• _Records provided_

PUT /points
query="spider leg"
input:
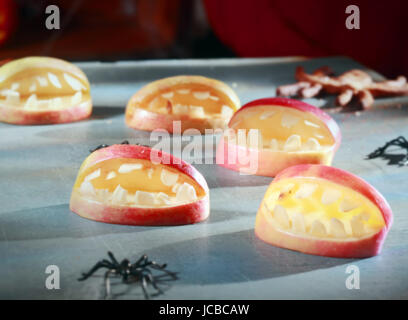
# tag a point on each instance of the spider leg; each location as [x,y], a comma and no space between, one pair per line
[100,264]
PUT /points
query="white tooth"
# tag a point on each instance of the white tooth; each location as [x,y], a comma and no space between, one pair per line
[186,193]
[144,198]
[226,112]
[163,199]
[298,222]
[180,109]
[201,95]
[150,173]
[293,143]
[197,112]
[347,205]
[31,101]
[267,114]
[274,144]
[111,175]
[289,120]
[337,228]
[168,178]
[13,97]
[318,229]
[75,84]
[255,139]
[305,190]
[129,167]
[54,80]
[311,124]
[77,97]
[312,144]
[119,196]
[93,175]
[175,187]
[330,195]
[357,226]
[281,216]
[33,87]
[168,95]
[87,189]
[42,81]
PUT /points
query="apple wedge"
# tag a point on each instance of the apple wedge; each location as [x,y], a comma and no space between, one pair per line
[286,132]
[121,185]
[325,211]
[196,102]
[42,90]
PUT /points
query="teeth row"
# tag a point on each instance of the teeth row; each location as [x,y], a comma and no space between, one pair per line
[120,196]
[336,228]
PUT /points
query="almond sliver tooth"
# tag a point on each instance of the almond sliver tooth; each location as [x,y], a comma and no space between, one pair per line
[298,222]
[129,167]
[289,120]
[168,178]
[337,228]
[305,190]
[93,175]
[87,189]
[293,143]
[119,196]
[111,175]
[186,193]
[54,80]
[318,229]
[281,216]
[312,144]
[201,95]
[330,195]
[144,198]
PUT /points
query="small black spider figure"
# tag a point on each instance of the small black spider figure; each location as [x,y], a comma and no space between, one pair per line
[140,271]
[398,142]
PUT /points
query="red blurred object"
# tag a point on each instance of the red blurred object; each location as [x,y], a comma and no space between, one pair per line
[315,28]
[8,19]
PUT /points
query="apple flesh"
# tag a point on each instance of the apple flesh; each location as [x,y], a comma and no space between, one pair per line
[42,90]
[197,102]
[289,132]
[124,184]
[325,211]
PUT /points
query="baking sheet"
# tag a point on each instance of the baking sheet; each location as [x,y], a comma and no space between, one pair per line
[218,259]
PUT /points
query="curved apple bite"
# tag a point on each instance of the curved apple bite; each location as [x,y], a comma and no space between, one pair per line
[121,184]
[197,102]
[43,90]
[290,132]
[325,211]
---
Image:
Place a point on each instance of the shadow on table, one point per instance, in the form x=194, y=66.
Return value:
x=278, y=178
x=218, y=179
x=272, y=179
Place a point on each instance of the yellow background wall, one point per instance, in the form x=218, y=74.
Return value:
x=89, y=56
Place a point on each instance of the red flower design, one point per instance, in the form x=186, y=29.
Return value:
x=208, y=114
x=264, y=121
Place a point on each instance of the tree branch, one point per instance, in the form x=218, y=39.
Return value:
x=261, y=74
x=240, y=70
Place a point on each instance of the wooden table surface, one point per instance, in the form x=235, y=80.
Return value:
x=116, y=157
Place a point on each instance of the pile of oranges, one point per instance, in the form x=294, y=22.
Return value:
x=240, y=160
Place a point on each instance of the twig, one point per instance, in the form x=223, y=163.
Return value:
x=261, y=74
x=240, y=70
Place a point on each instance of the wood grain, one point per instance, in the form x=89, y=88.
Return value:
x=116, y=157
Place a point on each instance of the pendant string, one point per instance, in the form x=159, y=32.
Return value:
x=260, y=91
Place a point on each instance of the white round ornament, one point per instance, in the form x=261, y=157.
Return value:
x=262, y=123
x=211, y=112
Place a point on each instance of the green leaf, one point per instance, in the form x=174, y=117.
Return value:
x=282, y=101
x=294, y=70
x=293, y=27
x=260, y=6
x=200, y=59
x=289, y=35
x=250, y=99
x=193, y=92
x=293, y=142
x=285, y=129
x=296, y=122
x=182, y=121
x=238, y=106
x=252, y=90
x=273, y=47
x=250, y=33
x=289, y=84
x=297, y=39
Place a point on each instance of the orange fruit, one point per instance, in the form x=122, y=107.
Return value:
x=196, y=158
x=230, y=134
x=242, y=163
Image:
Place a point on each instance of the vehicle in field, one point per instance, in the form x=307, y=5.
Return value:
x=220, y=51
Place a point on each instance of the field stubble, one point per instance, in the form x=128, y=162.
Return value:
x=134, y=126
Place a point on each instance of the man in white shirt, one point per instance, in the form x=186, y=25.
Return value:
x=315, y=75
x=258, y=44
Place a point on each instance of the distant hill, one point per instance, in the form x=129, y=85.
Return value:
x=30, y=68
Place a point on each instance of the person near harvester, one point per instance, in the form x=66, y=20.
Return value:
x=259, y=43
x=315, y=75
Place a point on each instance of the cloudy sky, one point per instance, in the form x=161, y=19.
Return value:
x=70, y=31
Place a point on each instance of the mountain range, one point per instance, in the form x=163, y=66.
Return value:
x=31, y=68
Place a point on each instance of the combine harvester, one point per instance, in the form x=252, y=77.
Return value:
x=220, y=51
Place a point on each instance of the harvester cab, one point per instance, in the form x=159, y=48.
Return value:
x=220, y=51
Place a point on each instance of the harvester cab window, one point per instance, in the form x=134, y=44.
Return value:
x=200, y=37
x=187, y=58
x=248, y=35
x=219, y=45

• _Task prompt_
Copy the entries between the lines holding "Place a point on each instance of the green" and "x=219, y=45", inclusive, requests included. Scale every point coordinate in the answers by 2, rounding to whole numbers with halves going up, and leave the requests and their sample formats unchanged.

• _Answer to this task_
Place a point on each instance of the green leaf, one point per instance, in the form x=174, y=117.
Return value:
x=564, y=202
x=588, y=140
x=586, y=54
x=520, y=12
x=400, y=118
x=578, y=70
x=500, y=198
x=386, y=184
x=586, y=284
x=570, y=258
x=592, y=244
x=364, y=242
x=476, y=212
x=504, y=180
x=546, y=94
x=500, y=66
x=578, y=168
x=594, y=78
Place a point on each instance of the orange fruit, one point per instance, in the form x=122, y=107.
Return value:
x=392, y=316
x=460, y=268
x=484, y=326
Image:
Place a point on each instance of the vehicle in field, one point per instance, in the form x=307, y=5.
Return value:
x=440, y=102
Place a point on each instance of the field stubble, one point per instance, in the form x=128, y=162.
Return value:
x=268, y=252
Place a point on each instance of the man in white shirt, one point per instance, in the form x=186, y=25.
Return value:
x=630, y=150
x=516, y=88
Place a point on each instance of the distant hill, one point per instance, in the form x=129, y=85.
Return value:
x=60, y=136
Place a point on each instance of the person near harvester, one point per instance, in the form x=66, y=20.
Return value:
x=518, y=86
x=630, y=150
Place a point on each instance of the cloudy sky, one point per instance, in the form x=161, y=19.
Return value:
x=140, y=62
Place a point on each instance of the mountain range, one point per instance, in the form x=163, y=66.
Return value:
x=62, y=136
Place a point on each instance of the combine harvester, one point per instance, in the form x=252, y=77.
Return value:
x=440, y=102
Place a point on each instance of the harvester cab, one point per instance, in the form x=159, y=48.
Return value:
x=440, y=102
Place a point on each instance of the harvester cab window, one point per instance, in the form x=134, y=44.
Return value:
x=400, y=74
x=374, y=116
x=496, y=70
x=438, y=90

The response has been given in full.